>> Start Source passage
The Delaware and North Branch Susquehanna River Basins in Pennsylvania experienced severe flooding as a result of intense rainfall during June 2006. The height of the flood waters on the rivers and tributaries approached or exceeded the peak of record at many locations. Updated flood-magnitude and flood-frequency data for streamflow-gaging stations on tributaries in the Delaware and North Branch Susquehanna River Basins were analyzed using data through the 2006 water year to determine if there were any major differences in the flood-discharge data. Flood frequencies for return intervals of 2, 5, 10, 50, 100, and 500 years (Q2, Q5, Q10, Q50, Q100, and Q500) were determined from annual maximum series (AMS) data from continuous-record gaging stations (stations) and were compared to flood discharges obtained from previously published Flood Insurance Studies (FIS) and to flood frequencies using partial-duration series (PDS) data.

A Wilcoxon signed-rank test was performed to determine any statistically significant differences between flood frequencies computed from updated AMS station data and those obtained from FIS. Percentage differences between flood frequencies computed from updated AMS station data and those obtained from FIS also were determined for the 10, 50, 100, and 500 return intervals. A Mann-Kendall trend test was performed to determine statistically significant trends in the updated AMS peak-flow data for the period of record at the 41 stations. In addition to AMS station data, PDS data were used to determine flood-frequency discharges. The AMS and PDS flood-frequency data were compared to determine any differences between the two data sets. An analysis also was performed on AMS-derived flood frequencies for four stations to evaluate the possible effects of flood-control reservoirs on peak flows. Additionally, flood frequencies for three stations were evaluated to determine possible effects of urbanization on peak flows.

The results of the Wilcoxon signed-rank test showed a significant difference at the 95-percent confidence level between the Q100 computed from AMS station data and the Q100 determined from previously published FIS for 97 sites. The flood-frequency discharges computed from AMS station data were consistently larger than the flood discharges from the FIS; mean percentage difference between the two data sets ranged from 14 percent for the Q100 to 20 percent for the Q50. The results of the Mann-Kendall test showed that 8 stations exhibited a positive trend (i.e., increasing annual maximum peaks over time) over their respective periods of record at the 95-percent confidence level, and an additional 7 stations indicated a positive trend, for a total of 15 stations, at a confidence level of greater than or equal to 90 percent. The Q2, Q5, Q10, Q50, and Q100 determined from AMS and PDS data for each station were compared by percentage. The flood magnitudes for the 2-year return period were 16 percent higher when partial-duration peaks were incorporated into the analyses, as opposed to using only the annual maximum peaks. The discharges then tended to converge around the 5-year return period, with a mean collective difference of only 1 percent. At the 10-, 50-, and 100-year return periods, the flood magnitudes based on annual maximum peaks were, on average, 6 percent higher compared to corresponding flood magnitudes based on partial-duration peaks.
>> End Source passage
Instruction —
Answer these questions from the flood-frequency summary above:
1. During what month and year did the intense rainfall that caused the flooding occur?
2. At how many stations was the Mann-Kendall trend test performed?
3. How many stations showed a positive trend at the 95-percent confidence level?
>> Start Provided material
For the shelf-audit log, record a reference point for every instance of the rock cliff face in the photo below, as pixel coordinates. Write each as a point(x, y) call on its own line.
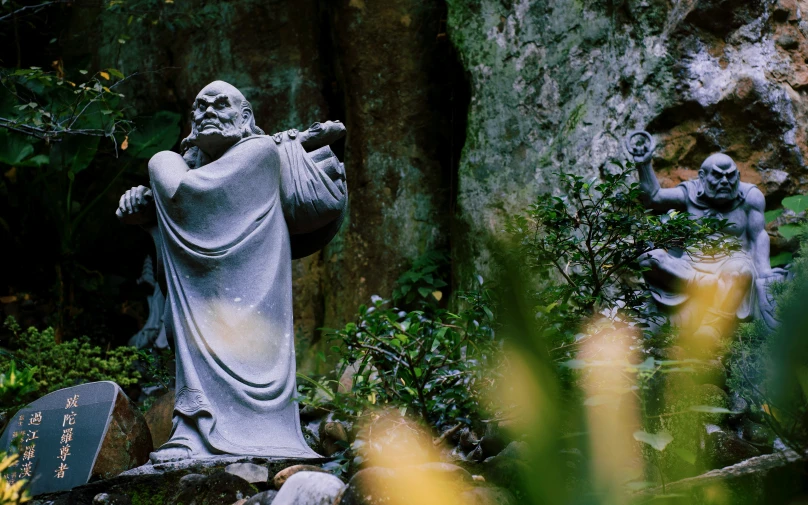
point(527, 88)
point(556, 84)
>> End Provided material
Exercise solution —
1. June 2006
2. 41
3. 8